* **Prompt 1**:
In the passage on correction in the church, which three qualities does it say make critics insist that public content be publicly engaged?
* **Prompt 2**:
Duplicate the passage on correction in the church word for word, from "But how far" up to and including "navigated this tension.".

* **Passage to read**:
It’s been a steep learning curve. The speed and reactivity of online conversations normalize outrage and contempt. When controversy quakes through a community, it sets off a tsunami of inflammatory responses. Aftershocks of discussion follow: Has someone been unfairly canceled? Slandered? Did people respond according to Matthew 18? Responses to the responses compound the arguing.
Critics contend that public content needs to be publicly engaged, especially if it is blasphemous, heterodox, or harmful. Others dismiss concerns as “accusation against our brothers and sisters” (Rev. 2:10), naming all pushback to be slanderous. Like Paul’s listeners in the Areopagus, some people ridicule while others want to engage “again on this subject” (Acts 17:32).
But how far is “too far”? When does exhortation cross the line into accusation? Church history reveals that believers have felt justified killing each other over doctrinal disputes, even as the church continued to schism. In the apostolic era, confusion and fighting resulted from incorrect or incomplete teaching, which is why most of the epistles were written specifically as correctives. Christians have always needed to contend for the faith once delivered, but we must do this without biting and devouring one another, lest we destroy each other (Gal. 5:15). Let’s take a closer look at how the early church navigated this tension.
When the apostle Peter caved to the requests of the Judaizers, Paul opposed Peter to his face (Gal. 2:11–14). Compare this to Paul’s seeming indifference toward others whose preaching was motivated by greed and self-interest: “What does it matter? Christ is still preached” (Phil. 1:18).
In other words, while Paul might have been willing to ignore swindlers who managed to communicate the gospel accurately, he refused to tolerate the teaching of those he calls “pseudo-brothers” and the hypocrisy of Peter. Why? Because they threatened the integrity of the gospel. Something different happened with Apollos, a powerful preacher who taught the facts about Jesus accurately but incompletely. Priscilla and Aquila took Apollos aside privately to instruct him, while Paul addressed the people who were impacted by Apollos’s ignorance (Acts 18:24–19:7). Well-intentioned people can still act in ways that require thoughtful reproof and swift repair.
What about the not-well-intentioned? The chaos of churches rife with quarrels leaves people especially vulnerable to bad actors like the heretical Hymenaeus and others who were identified by name and sternly rebuked (1 Tim. 1:20; 2 Tim. 2:17). This effort to safeguard against problems goes both directions. When Christians in Chloe’s household recognized something amiss, they drew Paul’s attention to it (1 Cor. 1:11). Paul didn’t muffle these whistleblowers but listened and responded. However, this doesn’t mean that every Christian is always responsible to personally and publicly correct everyone else.

* **Supplied material**:
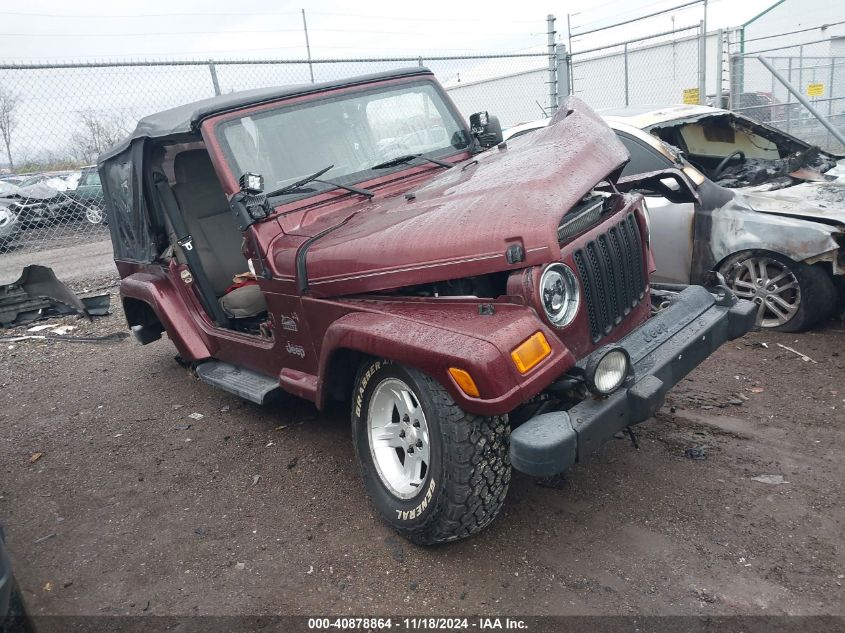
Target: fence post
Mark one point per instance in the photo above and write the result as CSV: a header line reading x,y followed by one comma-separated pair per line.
x,y
788,97
563,71
625,60
214,81
553,92
720,53
737,62
702,64
802,100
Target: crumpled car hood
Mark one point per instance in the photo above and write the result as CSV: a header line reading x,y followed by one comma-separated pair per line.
x,y
822,201
462,222
38,191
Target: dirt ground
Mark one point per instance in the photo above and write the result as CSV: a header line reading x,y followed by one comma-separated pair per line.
x,y
136,508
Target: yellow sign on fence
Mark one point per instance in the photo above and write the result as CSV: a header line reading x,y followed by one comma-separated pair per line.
x,y
815,90
692,96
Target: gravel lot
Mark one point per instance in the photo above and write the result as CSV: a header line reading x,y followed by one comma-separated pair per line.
x,y
136,508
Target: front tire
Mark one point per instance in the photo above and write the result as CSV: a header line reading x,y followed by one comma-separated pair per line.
x,y
790,296
433,472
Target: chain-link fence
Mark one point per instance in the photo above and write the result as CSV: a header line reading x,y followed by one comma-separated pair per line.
x,y
56,119
659,69
759,94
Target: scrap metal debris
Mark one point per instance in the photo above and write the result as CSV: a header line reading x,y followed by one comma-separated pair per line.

* **Correct result 1**:
blasphemous, heterodox, harmful

* **Correct result 2**:
But how far is “too far”? When does exhortation cross the line into accusation? Church history reveals that believers have felt justified killing each other over doctrinal disputes, even as the church continued to schism. In the apostolic era, confusion and fighting resulted from incorrect or incomplete teaching, which is why most of the epistles were written specifically as correctives. Christians have always needed to contend for the faith once delivered, but we must do this without biting and devouring one another, lest we destroy each other (Gal. 5:15). Let’s take a closer look at how the early church navigated this tension.